> Supplied passage:
::::
'Spider-Worms' Spin Industrial Strength Silk
In a breakthrough that may at first glance seem like science fiction, researchers have created what could be called a ‘spider-worm.’
Scientists at the University of Wyoming have made hybrid silkworms that have been genetically altered to produce super-strength silk that is highly elastic with qualities like that of the valuable spider silk.
Compared by weight, spider silk is stronger than steel, which is why it is used to make sutures, artificial limbs and even parachutes, according to researchers from the University of Wyoming.
Scientists have been struggling to reproduce such silk for decades and many attempts were unsuccessful. However, at the start of the millennium researchers were able to genetically alter goats to produce “silk milk” that can be used to produce Biosteel, a material that is used in a variety of medical treatments like artificial tendons, ligaments, limbs and even sutures for used in eye surgery.
The option of farming spiders for commercial production for silk is impractical because spiders produce very little silk at a slow rate and because they have a tendency to eat each other, the researchers said. The process would be extremely costly.
However, the mutated silkworms are easy to farm and they also produce large amounts of silk.
"Our hope was that by embedding spider-silk protein [gene] sequences within silkworm silk [gene] sequences, we could get those proteins to co-assemble ... into composite fibers, and that is what happened," Professor Don Jarvis, a molecular biologist at UW in Laramie, told reporters at National Geographic News.
Researchers have spent more than 10 years in developing a silkworm with “transgenics capabilities” and the discovery is considered an important breakthrough in the long search for silk with such mechanical properties.
The study will be published this week in the Proceedings of the National Academy of Sciences publication.
::::
> Supplied entries:
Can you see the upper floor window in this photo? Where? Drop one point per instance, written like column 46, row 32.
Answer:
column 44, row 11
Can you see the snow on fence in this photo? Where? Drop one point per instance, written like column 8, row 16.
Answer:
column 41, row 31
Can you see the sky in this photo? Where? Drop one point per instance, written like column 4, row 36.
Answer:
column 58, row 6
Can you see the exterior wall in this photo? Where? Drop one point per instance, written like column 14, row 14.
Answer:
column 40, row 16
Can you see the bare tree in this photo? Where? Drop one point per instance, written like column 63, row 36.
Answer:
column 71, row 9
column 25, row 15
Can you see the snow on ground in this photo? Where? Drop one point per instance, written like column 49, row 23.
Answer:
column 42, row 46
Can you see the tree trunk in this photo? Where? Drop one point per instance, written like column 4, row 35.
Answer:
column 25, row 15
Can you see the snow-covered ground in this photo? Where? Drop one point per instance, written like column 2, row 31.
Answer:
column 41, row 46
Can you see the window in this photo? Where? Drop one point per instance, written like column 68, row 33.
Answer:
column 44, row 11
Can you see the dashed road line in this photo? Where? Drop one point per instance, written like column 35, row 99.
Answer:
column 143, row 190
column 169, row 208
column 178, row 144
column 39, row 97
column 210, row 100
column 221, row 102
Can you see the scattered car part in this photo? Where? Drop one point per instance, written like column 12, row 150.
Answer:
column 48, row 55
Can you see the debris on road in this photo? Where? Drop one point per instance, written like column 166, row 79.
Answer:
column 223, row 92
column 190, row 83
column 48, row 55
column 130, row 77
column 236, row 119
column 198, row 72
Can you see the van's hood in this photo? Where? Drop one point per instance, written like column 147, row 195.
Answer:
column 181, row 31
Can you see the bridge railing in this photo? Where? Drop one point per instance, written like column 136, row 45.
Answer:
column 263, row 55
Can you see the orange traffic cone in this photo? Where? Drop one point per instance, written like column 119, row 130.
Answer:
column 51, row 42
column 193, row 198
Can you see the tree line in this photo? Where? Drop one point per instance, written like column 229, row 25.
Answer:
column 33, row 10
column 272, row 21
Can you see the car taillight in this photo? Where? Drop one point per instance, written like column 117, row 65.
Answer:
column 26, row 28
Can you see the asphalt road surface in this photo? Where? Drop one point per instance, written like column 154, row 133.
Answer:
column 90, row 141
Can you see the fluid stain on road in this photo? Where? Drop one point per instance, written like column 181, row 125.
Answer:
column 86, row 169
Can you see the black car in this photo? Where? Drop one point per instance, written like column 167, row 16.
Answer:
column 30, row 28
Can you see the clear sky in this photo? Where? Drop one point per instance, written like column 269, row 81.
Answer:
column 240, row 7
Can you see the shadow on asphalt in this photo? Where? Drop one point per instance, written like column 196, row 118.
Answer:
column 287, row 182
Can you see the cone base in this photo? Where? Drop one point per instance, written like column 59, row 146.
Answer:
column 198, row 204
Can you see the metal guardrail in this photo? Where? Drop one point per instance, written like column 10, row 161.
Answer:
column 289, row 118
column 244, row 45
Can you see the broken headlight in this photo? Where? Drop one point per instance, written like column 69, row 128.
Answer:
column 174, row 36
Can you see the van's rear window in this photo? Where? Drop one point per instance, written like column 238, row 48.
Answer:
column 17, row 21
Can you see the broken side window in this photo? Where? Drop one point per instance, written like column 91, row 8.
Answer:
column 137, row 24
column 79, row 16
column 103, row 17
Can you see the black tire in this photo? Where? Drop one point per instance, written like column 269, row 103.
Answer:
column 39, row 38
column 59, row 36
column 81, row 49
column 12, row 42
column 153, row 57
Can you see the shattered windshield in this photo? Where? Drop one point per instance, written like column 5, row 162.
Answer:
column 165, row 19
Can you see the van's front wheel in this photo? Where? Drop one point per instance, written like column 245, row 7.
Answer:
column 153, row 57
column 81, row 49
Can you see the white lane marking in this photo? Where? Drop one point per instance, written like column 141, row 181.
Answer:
::::
> What needs to be done:
Answer these about the spider-worm article:
1. Scientists at which university made the hybrid silkworms?
2. What animal was genetically altered at the start of the millennium to produce "silk milk"?
3. In what publication will the study appear?

> Reply:
1. The University of Wyoming.
2. Goats.
3. The Proceedings of the National Academy of Sciences.